▶ [Problem statement]: For the records below, say how many lines contain the string "instance". Give no other text.
<<<<
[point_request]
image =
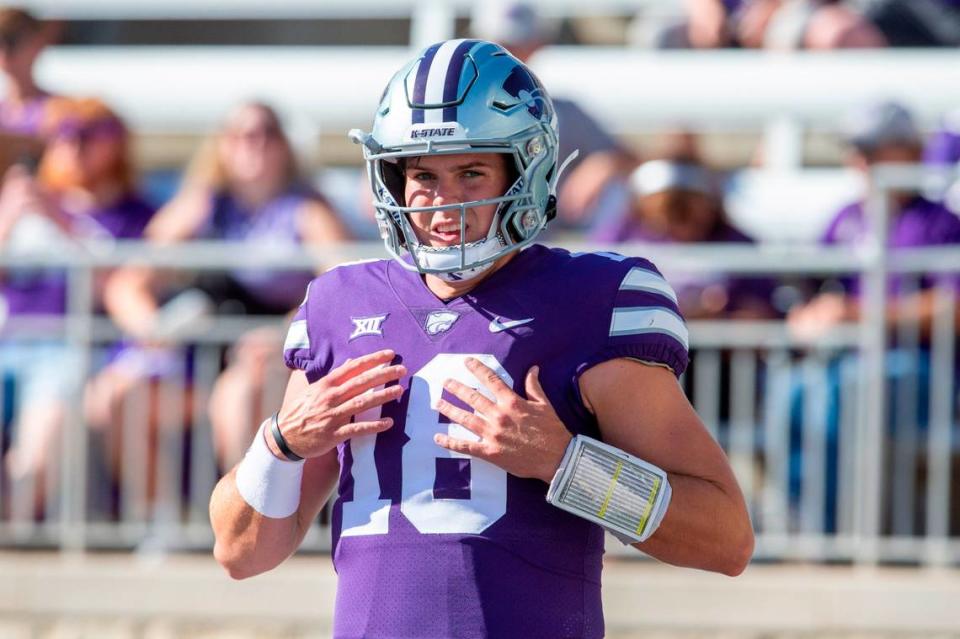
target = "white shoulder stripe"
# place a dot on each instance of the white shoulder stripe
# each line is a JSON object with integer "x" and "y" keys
{"x": 297, "y": 337}
{"x": 646, "y": 319}
{"x": 640, "y": 279}
{"x": 616, "y": 257}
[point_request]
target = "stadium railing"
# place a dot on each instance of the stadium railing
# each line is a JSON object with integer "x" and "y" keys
{"x": 845, "y": 478}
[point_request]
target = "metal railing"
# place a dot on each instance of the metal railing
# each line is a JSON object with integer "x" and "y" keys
{"x": 831, "y": 454}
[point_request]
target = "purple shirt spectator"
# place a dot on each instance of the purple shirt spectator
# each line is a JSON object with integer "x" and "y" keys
{"x": 23, "y": 120}
{"x": 43, "y": 292}
{"x": 943, "y": 148}
{"x": 272, "y": 226}
{"x": 919, "y": 223}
>>>>
▶ [Answer to this problem]: 4